◆ **REQUIRED TASKS**:
(a) In the article on Wisconsin life expectancy, by about what percentage did overall mortality among black Wisconsinites rise from 1999 to 2017?
(b) Continue the article on Wisconsin life expectancy, picking up right after its final sentence.

◆ **DOCUMENT EXTRACT**:
Content starts

MADISON, Wis. — The life expectancy for people in Wisconsin has declined for a second straight year, according to a new report.

The nonpartisan Wisconsin Policy Forum compiled data from the state department of Health Services and the Centers for Disease Control and Prevention showing increased deaths from alcohol abuse and opioids. Policy researcher and communications director for the group, Mark Sommerhauser, said he also noticed a troubling mortality trend among the state's black residents.

"What we found is that overall mortality among black Wisconsinites did increase by about 24% within that time period from 1999-2017, and that was something that flew in the face of a national trend,” Sommerhauser said.

Mortality rates for black Americans were down by 6% during that same time period. Sommerhauser said he's unsure of the exact cause of the trend, but noted the state's opioid death rate for African-American people in 2017 was nearly double the national average. In Milwaukee County, the opioid death rate for all races was more than twice the statewide rate between 2013 and 2017.

Content ends

◆ **Point-per-instance localization records**:
Content starts

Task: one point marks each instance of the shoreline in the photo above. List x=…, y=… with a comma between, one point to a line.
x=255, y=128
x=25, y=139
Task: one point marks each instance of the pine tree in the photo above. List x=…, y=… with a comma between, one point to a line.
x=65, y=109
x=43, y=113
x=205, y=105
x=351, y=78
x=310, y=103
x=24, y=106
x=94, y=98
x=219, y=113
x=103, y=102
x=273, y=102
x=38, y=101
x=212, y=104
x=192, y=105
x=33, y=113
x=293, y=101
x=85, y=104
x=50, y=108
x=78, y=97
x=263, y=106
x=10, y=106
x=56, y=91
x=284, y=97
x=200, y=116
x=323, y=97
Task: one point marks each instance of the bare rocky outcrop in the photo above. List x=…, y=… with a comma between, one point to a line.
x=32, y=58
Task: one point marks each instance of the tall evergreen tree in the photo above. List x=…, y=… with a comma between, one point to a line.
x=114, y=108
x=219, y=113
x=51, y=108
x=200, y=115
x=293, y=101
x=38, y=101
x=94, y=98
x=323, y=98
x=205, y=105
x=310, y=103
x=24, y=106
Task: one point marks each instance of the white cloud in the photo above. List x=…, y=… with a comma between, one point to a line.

Content ends

◆ **ANSWERS BY ITEM NUMBER**:
(a) About 24%.

(b)
According to the most recent data available, the life expectancy for babies born in Wisconsin from 2015-2017 was 80 years. Sommerhauser said that's down from 80.1 years in 2014-2016, and from 80.2 years in 2013-2015.

"These are relatively small declines that we're seeing, but nonetheless we thought pretty significant in the sense that it does fly in the face of a trend that has been playing out for 100 years,” he said.

Sommerhauser said their research did not evaluate if the state life expectancy decline is statistically significant, as that is not calculated by the Department of Health Services. Overdoses and rising suicide deaths have driven a nation-wide decrease in life expectancy, with an increase in alcohol-related deaths also playing a role, according to experts at the Centers for Disease Control.